Given exercise A = In the article on aid to Mali, what share of Mali's special investment budget did the OECD estimate in 2008 that donors provided?

Given passage =
By IRIN
August 7, 2013
There is little discernible economic infrastructure on the 635km drive from Mali’s capital, Bamako, to the central town of Mopti, except for speed bumps and checkpoints where local vendors congregate to target vehicles as they slow. Rusted signs and faded banners from international donors dot the scrubland, advertising development projects either long abandoned or never undertaken.
It is difficult to reconcile the poverty and dysfunction in Mali with the pre-conflict and pre-coup narrative of development success espoused by multilateral organizations and international NGOs alike. Right up until the ouster of President Amadou Toumani Touré in March 2012, the West African state was a darling of the aid community, lauded for having strung together multiple successful democratic transitions since 1991.
But the data tell a different story.
At best, aid to Mali has been ineffective from an economic or institutional development perspective, enabling corruption, undermining the government’s will and ability to raise revenue through productive means or taxation, and insulating it from accountability to the population, according to analysts and observers. At worst, these conditions directly led to the conflict in the north and political crisis in Bamako.
Money for nothing
Mali is one of the poorest countries in sub-Saharan Africa, ranking 182 out of 186 on the 2012 Human Development Index (HDI), 34 out of the 45 countries in sub-Saharan Africa in terms of 2012 GDP purchasing power parity (PPP) per capita, and has a negative real GDP growth rate.
As such, the country is heavily dependent on foreign aid, with the Organisation for Economic Co-operation and Development (OECD) estimating in 2008 that donors provided 60 to 80 percent of Mali’s special investment budget.
Though the country did achieve substantial GDP growth rates after the 1990s, the failure of that growth to improve the quality of life of most Malians suggests that it was most likely due to currency devaluation and gold exports rather than real economic production, said a working paper of the United Nations University-World Institute for Development Economics Research.
Further, anecdotal evidence suggests that aid has become something of a self-perpetuating system in Mali, generating employment while the dollars are turned on, but failing to create the conditions for sustainable economic growth, poverty reduction or institutional development.
“When the NGOs left, we were hit twice,” said a youth advocate in Mopti, speaking of the retreat of donors after the 2012 coup. “Of course the aid projects were important, but the unemployment effects were worse – up to 30 percent of youth worked for humanitarian organizations.”
These economic conditions cannot be attributed to the coup leaders, the separatist Tuareg rebels or Islamist militias; the country has languished at the bottom of the development pile since long before the 2012 coup and even before the HDI was first published in 1990.

Information provided =

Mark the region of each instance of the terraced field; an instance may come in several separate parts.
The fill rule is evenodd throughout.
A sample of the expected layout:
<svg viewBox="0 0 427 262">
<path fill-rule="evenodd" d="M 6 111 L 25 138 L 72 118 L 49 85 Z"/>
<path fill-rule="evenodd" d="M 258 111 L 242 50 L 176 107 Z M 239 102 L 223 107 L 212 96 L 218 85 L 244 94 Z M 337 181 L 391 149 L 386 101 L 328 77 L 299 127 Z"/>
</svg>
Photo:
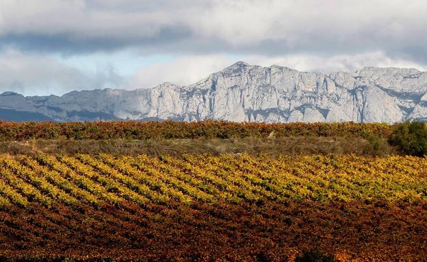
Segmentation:
<svg viewBox="0 0 427 262">
<path fill-rule="evenodd" d="M 427 159 L 0 157 L 1 261 L 426 261 Z"/>
</svg>

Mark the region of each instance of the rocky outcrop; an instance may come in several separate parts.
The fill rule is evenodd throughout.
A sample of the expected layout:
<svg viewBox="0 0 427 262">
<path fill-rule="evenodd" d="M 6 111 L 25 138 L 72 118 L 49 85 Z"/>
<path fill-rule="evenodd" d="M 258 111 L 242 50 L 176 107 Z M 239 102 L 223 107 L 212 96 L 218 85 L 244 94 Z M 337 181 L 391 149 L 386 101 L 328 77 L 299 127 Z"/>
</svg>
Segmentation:
<svg viewBox="0 0 427 262">
<path fill-rule="evenodd" d="M 427 121 L 427 73 L 366 67 L 323 74 L 240 62 L 185 86 L 164 83 L 152 89 L 73 91 L 62 96 L 8 92 L 0 95 L 0 109 L 55 121 Z"/>
</svg>

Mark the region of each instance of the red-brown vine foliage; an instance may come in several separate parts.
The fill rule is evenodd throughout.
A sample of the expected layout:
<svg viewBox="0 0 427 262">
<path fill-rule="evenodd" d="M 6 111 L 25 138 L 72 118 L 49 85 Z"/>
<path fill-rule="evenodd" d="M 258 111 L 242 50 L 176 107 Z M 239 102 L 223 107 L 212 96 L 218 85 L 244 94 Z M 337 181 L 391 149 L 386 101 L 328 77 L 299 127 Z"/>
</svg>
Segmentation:
<svg viewBox="0 0 427 262">
<path fill-rule="evenodd" d="M 0 141 L 75 140 L 233 138 L 291 135 L 386 137 L 392 125 L 380 123 L 237 123 L 225 121 L 86 122 L 0 121 Z"/>
</svg>

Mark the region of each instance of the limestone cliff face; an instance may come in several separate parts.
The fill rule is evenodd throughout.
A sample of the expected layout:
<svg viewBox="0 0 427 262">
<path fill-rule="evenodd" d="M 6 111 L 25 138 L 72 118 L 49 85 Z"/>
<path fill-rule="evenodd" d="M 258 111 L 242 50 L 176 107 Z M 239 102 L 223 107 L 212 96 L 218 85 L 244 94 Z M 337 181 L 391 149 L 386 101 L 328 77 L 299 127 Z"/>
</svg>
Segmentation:
<svg viewBox="0 0 427 262">
<path fill-rule="evenodd" d="M 73 91 L 62 96 L 5 92 L 0 95 L 0 116 L 5 110 L 55 121 L 427 121 L 427 72 L 367 67 L 323 74 L 237 62 L 185 86 L 164 83 L 152 89 Z"/>
</svg>

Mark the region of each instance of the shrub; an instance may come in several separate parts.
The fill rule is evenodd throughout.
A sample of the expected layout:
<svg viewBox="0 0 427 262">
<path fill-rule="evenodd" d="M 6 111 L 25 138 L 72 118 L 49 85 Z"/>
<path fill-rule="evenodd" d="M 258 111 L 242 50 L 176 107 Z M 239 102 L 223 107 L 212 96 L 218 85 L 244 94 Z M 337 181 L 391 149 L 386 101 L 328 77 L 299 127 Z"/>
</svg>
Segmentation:
<svg viewBox="0 0 427 262">
<path fill-rule="evenodd" d="M 427 129 L 419 122 L 398 124 L 389 142 L 406 155 L 422 157 L 427 154 Z"/>
<path fill-rule="evenodd" d="M 305 250 L 295 258 L 295 262 L 338 262 L 334 256 L 322 253 L 317 250 Z"/>
</svg>

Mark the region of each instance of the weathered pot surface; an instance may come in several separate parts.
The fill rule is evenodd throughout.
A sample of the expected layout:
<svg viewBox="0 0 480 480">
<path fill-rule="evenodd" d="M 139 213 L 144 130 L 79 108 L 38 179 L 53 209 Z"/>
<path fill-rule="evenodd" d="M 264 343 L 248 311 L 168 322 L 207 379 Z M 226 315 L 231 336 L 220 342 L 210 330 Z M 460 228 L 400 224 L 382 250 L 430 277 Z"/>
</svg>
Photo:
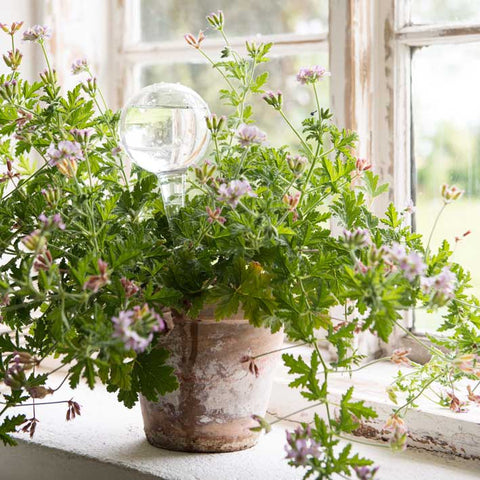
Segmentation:
<svg viewBox="0 0 480 480">
<path fill-rule="evenodd" d="M 180 387 L 157 402 L 140 398 L 148 441 L 189 452 L 232 452 L 255 445 L 252 414 L 265 415 L 279 353 L 255 360 L 249 372 L 245 355 L 281 347 L 283 333 L 255 328 L 237 314 L 217 322 L 213 307 L 196 320 L 174 314 L 175 327 L 160 346 L 171 352 Z"/>
</svg>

Given exercise B = Rewrite the records from the line with "Mark the region of each instance of the weathered" through the end of the records, replacing "expected layout" with "intended layout" and keeping everything else unchanged. Omit the pictures.

Solution A = 60 to 80 percent

Solution B =
Mark the region of each instance of the weathered pot surface; an instance may come in several separate parts.
The fill rule is evenodd throughout.
A sample of the intended layout:
<svg viewBox="0 0 480 480">
<path fill-rule="evenodd" d="M 139 213 L 144 130 L 79 108 L 38 179 L 53 209 Z"/>
<path fill-rule="evenodd" d="M 264 343 L 248 311 L 168 322 L 207 379 Z M 226 315 L 231 336 L 220 342 L 210 330 Z M 460 228 L 400 224 L 382 250 L 430 277 Z"/>
</svg>
Photo:
Segmentation:
<svg viewBox="0 0 480 480">
<path fill-rule="evenodd" d="M 180 387 L 157 402 L 140 398 L 148 441 L 189 452 L 232 452 L 255 445 L 252 414 L 265 415 L 279 353 L 255 360 L 249 372 L 245 355 L 281 347 L 283 333 L 255 328 L 237 314 L 217 322 L 213 307 L 196 320 L 174 314 L 175 327 L 160 346 L 171 352 Z"/>
</svg>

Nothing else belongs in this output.